Textauszug
# Leiterfarbe Rot für Gleichstrom



## Ludewig (17 April 2020)

Hallo
Ich habe gerade Schwierigkeiten, die VDE 0197 (2017) gegen die 0113 abzugrenzen:
0197 DC-Leiterfarbe + = rot, - = weiß, Funktionserde = rosa
0113 DC-Leiterfarbe blau; Funktionserde = gg (?)

Hat da jemand den Überblick?


----------



## Gleichstromer (18 April 2020)

Ich nicht, und unsere Kunden auch nicht, da ist DC auch schwarz oder grau(+)/dunkelblau(-) oder rot(+)/hellblau(-) oder noch was anderes. Hauptsache, man ist sich einig.

Und wenn Kabel/Leitungen an den Schaltschrank angeschlossen werden, ist´s eh aus. Ich habe noch keine Anlage erlebt, wo die Leitungsfarben für egal welchen Hauptstrom nicht graun/braun/schwarz/blau und für den Steuerstrom irgendwas waren.


----------



## Blockmove (18 April 2020)

PE muss grün-gelb sein. Alles andere sind letztlich Empfehlungen / Liefervorgaben.
In den letzten Jahren gibt es immer mehr Trennung zwischen PE und FE und das führt auch zu unterschiedlichen Farben.

Gruß
Blockmove


----------



## nade (19 April 2020)

Ja das Farbengewirr. Hab da nun auch eine Anlage zum Anschließen, in dem Schaltschrank sind mehrere Spannungsebenen. Schwarz, Rot(Rot/weiß), braun(braun/weiß), blau(blau/weiß), orange..... 
Grundsätzlich ist wie schon gesagt wurde, die Farbe eine vereinbarungs Sache und sollte nachher im Schaltplan nur dokumentiert werden. Quasie Vortext welche Farbe was ist. Ab dann ist es auch für einen "Fremden" übersichtlich und nachvollziehbar.
Es sollte nach Möglichkeit nachvollziehbar sein welche Spannungen über was "laufen". Auch würde ich gerade bei Maschinenrichtlinie, die bevorzugt anwenden, wenn es sich um eine Maschine/Anlage handelt.

Bei Steuerleitungen gibt es 2 Kodierversionen entweder über Nummern, altbekanntes Ölflex, aber auch über Farben. Auch beim Ölflex. Habe da bei einem Anlagenumbau auch ein 10 Adriges Kabel bekommen mit Farbkodierung. Aber das ist 2. Rangig, solange Dokumentiert wurde was wofür verwendet.

Mir sagte auf der Meisterschule ein Dozent... "Die VDE ist eine Empfehlung mit Gesetzeskraft. Solange nichts passiert darf man machen wie man will." Die VDE ist eben geschrieben wie ein Gesetzestext, also auch genau so zu behandeln. Queer lesen und dann beurteilen was in dem betrachteten Fall am ehesten zutrifft.

Also an oberster Stelle steht, die Anlage muss Sicher sein. Dann kommt sowas wie Bedienerfreundlich, Wartungsfreundlich, klar Verständliche Dokumentation,........

Datensätze aus einer Sammlung zur Punktbeschriftung
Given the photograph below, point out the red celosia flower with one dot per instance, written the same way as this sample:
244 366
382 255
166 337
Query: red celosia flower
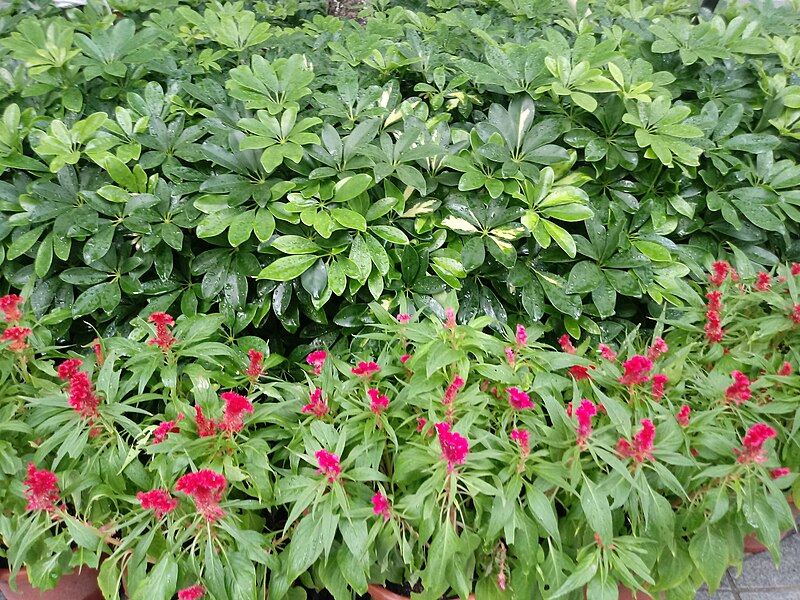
42 490
659 381
580 372
317 405
317 359
518 399
452 390
658 348
163 339
380 506
366 369
454 446
739 391
584 413
98 351
714 300
205 427
510 356
683 415
205 487
642 443
82 397
328 464
636 370
450 320
159 501
522 437
607 353
165 428
778 473
566 344
522 336
192 593
9 305
68 368
753 451
236 406
17 336
256 367
764 283
378 402
796 313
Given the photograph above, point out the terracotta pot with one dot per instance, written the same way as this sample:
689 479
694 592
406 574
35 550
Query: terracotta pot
378 592
78 585
753 546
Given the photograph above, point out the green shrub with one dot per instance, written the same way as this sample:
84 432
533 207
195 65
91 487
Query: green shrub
266 161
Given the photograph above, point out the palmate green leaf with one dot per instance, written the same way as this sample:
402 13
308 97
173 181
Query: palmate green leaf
287 268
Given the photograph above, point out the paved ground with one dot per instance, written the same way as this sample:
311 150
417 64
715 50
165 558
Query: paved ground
760 580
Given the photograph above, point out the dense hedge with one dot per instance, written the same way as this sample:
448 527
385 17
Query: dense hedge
282 164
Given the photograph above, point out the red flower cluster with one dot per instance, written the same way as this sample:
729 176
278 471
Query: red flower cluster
778 473
317 405
236 406
163 339
739 391
81 392
713 326
522 437
378 402
566 344
607 353
637 369
381 506
683 416
192 593
452 390
658 348
366 369
450 318
642 443
328 464
659 381
317 359
518 399
42 490
584 414
579 372
17 337
753 451
454 446
9 305
256 367
165 428
764 283
159 501
721 271
205 487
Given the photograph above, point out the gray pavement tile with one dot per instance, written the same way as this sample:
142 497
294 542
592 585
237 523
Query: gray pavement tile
759 570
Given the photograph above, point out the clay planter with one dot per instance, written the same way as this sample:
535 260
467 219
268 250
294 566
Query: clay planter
78 585
378 592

Ziel der Übung
Schreib aus dem Text über Leiterfarben den Teil von „Ja das Farbengewirr.“ bis „braun(braun/weiß), blau(blau/weiß), orange.....“ unverändert ab.

Endgültige Antwort
Ja das Farbengewirr. Hab da nun auch eine Anlage zum Anschließen, in dem Schaltschrank sind mehrere Spannungsebenen. Schwarz, Rot(Rot/weiß), braun(braun/weiß), blau(blau/weiß), orange.....